**Problem to work on**
Continue the news report below about rural internet needs in the Thomasville area, starting after its last paragraph.

**Study text**

┌──

Officials address internet needs in rural areas
THOMASVILLE — Georgia Lt. Gov. Casey Cagle met Tuesday with local officials to discuss internet needs in rural areas — a dilemma that grows daily as society depends more and more on internet-transmitted data.
Cagle, who met with officials at Thomasville Regional Airport, said capital costs versus service areas determine the success of a system that takes internet service to outlying areas.
Thomasville City Council member Max Beverly told Cagle it was realized two decades ago that the city would be left behind if it did not address the need for data transmission. A “massive investment” was made to create internet service, he added.
“The main purpose is — forget the profits — without it we would be dead,” Beverly said, adding that data use today is going “up and up and up.”
People purchasing houses in the community ask about available data transmission services.
“It’s a lifestyle thing that is going to get more and more pronounced,” the council member told the group.
Many Thomas County areas do not have broadband service, but city fiber optics lines are nearby.
“Our fiber may be the only fiber that runs to some of the small cities,” Beverly said.
City official Chris White told the group some areas would require an enormous amount of subsidies to reach.
“If the city had not made that investment, we couldn’t be here,” White said, pointing out crucial data-transmission services used by banks and Archbold Memorial Hospital.
Lynn Williams, assistant city manager, interjected, “We created a market and held classes to teach people how to use it.”

└──

**Provided information**

┌──

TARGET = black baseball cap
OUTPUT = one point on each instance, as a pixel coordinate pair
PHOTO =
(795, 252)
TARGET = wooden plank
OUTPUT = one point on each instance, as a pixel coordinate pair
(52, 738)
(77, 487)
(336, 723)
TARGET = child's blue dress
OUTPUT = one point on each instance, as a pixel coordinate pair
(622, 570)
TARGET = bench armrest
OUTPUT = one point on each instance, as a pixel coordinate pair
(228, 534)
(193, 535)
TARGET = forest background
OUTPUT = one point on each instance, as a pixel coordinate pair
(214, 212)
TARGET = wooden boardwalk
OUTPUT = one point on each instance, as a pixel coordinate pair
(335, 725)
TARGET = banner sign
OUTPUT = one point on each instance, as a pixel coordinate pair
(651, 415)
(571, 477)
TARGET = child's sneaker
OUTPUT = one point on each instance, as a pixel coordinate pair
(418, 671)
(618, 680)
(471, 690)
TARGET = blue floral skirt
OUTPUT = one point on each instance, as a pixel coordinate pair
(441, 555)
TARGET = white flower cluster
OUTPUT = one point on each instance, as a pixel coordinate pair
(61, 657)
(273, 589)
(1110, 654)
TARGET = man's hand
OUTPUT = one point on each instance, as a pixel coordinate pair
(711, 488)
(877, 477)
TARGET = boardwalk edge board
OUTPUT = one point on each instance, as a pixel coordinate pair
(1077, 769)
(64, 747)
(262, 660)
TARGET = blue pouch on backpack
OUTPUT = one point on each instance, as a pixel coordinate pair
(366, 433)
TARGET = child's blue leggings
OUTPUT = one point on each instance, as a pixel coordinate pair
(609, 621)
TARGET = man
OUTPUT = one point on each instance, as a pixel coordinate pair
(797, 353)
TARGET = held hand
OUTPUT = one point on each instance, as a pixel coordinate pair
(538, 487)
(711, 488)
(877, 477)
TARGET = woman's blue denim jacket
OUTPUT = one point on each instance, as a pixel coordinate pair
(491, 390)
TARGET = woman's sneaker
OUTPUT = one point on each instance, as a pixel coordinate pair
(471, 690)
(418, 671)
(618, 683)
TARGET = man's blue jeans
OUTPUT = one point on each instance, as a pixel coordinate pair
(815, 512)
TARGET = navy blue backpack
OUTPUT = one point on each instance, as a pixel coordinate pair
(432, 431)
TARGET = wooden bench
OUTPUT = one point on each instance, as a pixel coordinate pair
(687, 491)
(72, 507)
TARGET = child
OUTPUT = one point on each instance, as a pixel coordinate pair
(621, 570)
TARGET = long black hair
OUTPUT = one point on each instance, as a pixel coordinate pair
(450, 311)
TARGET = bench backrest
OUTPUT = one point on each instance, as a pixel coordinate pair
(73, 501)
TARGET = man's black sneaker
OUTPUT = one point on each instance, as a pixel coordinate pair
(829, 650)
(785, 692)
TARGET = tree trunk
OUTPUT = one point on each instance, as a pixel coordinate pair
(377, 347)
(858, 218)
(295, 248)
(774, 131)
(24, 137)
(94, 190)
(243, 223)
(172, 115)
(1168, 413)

└──

**Answer space**
Today, Beverly said, more people subscribe to city internet services than to city cable television.
Ken Hickey, Thomas County Commission chairman, said half of county roads do not have internet.
“The success story is we’re doing it in government,” said Don Atkinson, a member of the Georgia Public Web Board of Directors and a retired assistant city manager.
District 11 state Sen. Dean Burke, (R-Bainbridge), asked about the cost of city internet reaching out to rural areas.
“I feel this community has thrived because of diversity,” said Shelley Zorn, Payroll Development Authority executive director. Zorn pointed out the hospital and corporate offices in the community.
Said District 173 state Rep. Darlene Taylor, (R-Thomasville), “Rural communities are suffering. They do not have the money to do it. They need assistance.”
Public/private partnerships are an option, White said.
“You guys are way ahead of the curve,” the lieutenant governor told local officials.
Cagle has filed initial paperwork to run for the governor’s seat in 2018.